§ **Extracted text**
↓↓↓

Stepping Outside the Genres: A Review of Melissa Goodrich's Daughters of Monsters

I’m a fan of literary fiction that dips into the strange. As much as character development can be interesting, characters arguing in coffee shops get dry after a while. Similarly, ghost can be entertaining, but weird occurrences by themselves don’t always provide enough to really chew on. However, literary fiction that isn’t confined to our precise everyday world can take advantage of the best of both while avoiding the respective drawbacks, being both entertaining and mentally stimulating. That’s why I jumped at Daughters of Monsters by Melissa Goodrich, hoping to find enjoyment as well as something to think about.

↑↑↑

§ **Set of tasks**
(A) In the review of Daughters of Monsters, what kind of fiction does the reviewer say they are a fan of?
(B) Please continue the review of Daughters of Monsters, starting after its last sentence.
The material that comes after this has no connection to the review of Daughters of Monsters.

§ **Record set**

↓↓↓

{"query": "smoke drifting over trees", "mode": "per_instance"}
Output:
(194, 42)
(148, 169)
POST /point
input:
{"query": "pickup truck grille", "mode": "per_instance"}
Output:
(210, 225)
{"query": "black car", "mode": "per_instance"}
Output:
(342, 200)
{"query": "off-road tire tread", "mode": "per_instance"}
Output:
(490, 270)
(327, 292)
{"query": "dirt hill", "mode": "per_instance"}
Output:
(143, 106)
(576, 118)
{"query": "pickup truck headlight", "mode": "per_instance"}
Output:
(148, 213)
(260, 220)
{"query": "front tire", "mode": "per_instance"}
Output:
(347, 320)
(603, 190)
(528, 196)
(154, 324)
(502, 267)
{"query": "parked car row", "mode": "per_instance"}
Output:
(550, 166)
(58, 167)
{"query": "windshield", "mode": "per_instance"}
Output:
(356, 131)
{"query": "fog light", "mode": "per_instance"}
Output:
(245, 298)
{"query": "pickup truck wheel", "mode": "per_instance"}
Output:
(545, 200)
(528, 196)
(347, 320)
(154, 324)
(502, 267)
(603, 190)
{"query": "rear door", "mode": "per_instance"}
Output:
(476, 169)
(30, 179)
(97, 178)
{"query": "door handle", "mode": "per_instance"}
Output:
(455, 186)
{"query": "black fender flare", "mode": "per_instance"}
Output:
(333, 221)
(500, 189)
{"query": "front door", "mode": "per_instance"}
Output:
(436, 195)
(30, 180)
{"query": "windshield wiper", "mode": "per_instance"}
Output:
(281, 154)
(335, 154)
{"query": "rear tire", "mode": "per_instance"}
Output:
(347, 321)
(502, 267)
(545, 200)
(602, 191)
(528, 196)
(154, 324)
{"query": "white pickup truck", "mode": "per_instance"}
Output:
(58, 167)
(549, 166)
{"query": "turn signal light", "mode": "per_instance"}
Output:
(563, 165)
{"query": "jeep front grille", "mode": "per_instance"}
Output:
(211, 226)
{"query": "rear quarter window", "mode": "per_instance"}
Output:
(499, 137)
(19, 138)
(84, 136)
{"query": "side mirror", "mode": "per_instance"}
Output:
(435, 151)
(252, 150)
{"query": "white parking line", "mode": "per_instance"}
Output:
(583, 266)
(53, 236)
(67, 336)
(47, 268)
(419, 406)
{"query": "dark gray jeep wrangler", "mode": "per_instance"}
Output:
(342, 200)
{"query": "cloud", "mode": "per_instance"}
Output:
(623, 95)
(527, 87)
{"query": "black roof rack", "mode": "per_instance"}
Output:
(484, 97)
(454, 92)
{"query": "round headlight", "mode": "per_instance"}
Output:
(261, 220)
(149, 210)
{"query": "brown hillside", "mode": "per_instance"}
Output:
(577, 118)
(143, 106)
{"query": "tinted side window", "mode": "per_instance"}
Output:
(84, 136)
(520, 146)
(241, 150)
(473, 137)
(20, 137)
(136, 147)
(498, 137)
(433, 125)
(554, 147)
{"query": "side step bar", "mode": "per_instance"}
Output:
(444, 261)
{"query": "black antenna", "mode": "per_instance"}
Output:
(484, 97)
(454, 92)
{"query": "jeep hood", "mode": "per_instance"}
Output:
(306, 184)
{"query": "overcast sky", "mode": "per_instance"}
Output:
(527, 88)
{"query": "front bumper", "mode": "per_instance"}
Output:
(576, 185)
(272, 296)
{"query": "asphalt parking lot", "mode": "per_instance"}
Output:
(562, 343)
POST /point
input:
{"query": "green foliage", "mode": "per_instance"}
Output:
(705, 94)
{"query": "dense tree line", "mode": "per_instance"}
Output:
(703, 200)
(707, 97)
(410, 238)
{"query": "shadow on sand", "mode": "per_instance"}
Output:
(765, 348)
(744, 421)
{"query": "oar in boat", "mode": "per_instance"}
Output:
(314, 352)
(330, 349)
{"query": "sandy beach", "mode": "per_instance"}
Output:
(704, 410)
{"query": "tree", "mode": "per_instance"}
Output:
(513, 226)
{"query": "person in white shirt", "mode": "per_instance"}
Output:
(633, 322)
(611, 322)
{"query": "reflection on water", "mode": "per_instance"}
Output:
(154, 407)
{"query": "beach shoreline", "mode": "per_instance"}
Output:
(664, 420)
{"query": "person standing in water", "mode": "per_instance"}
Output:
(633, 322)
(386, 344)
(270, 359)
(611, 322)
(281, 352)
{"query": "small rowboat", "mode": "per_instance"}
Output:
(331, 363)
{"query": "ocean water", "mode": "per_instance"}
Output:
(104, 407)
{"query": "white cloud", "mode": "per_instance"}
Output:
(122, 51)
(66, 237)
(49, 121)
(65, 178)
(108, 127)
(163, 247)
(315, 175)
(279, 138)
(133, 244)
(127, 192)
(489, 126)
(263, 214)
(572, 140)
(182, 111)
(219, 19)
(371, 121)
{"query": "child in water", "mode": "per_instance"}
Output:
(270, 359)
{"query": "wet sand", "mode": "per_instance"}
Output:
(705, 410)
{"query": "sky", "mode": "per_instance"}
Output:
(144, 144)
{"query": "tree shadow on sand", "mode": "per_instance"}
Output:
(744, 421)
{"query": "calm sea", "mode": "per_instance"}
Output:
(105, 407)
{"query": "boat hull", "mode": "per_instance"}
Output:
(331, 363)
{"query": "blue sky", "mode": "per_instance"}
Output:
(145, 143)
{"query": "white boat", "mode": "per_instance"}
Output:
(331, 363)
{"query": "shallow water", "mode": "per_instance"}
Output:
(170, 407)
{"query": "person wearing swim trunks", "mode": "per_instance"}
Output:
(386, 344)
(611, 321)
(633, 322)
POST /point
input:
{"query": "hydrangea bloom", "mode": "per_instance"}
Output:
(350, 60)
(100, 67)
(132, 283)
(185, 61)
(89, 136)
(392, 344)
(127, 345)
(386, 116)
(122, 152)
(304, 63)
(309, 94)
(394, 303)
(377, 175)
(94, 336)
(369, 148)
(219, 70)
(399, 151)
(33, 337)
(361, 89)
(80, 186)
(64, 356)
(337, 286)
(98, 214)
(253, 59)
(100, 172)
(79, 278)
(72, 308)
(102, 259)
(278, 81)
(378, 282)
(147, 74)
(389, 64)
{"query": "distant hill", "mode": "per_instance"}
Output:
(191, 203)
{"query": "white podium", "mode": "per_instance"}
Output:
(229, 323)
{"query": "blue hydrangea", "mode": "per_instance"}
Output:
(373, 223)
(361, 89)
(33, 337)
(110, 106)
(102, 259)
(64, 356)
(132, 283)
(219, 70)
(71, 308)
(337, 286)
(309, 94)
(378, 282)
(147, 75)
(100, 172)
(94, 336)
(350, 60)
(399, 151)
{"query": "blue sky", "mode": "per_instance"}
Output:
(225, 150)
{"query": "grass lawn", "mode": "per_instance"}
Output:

↑↑↑

§ **Your written answers**
(A) Literary fiction that dips into the strange.

(B)
For these aspects alone, Daughters of Monsters delivers. By way of example, “Lucky” centers on a young child fleeing with his family from a mysterious and immediately deadly toxic gas that is quickly sweeping over the country. The apocalyptic elements of the story were inventive and captivating, but the realistic behaviors of the characters give the story a great amount of depth. The behavior of the children is particularly interesting. The adults are panicking, trying to figure out how to save themselves. The children know what is going on, but they still react in the situation as kids. Deadly gas nearby; they are still playing:

Elsa goes sailing into the next room and jumps knees first into a beanbag sack and Eric and I surround her with the other beanbags, mashing them over her head and making her punch at us through them. Her voice is small underneath, and I kick her beanbag several times, and I like the games I can win.

Breathe! I dare her. I dare you to take a big breath in!

Then later when we’re done being jerks, the three of us lie on our bellies and wonder how long we have to live in our neighborhood together.  The gas is already at the edge of the Carsons’ property, three blocks down, and they up and left, the doors of their house wide open and definitely haunted.  Their laundry gets up in the night and walks around the place, turns on faucets, locks and unlocks windows, punches holes in the screen door, rattles the chain link of the old dog fence.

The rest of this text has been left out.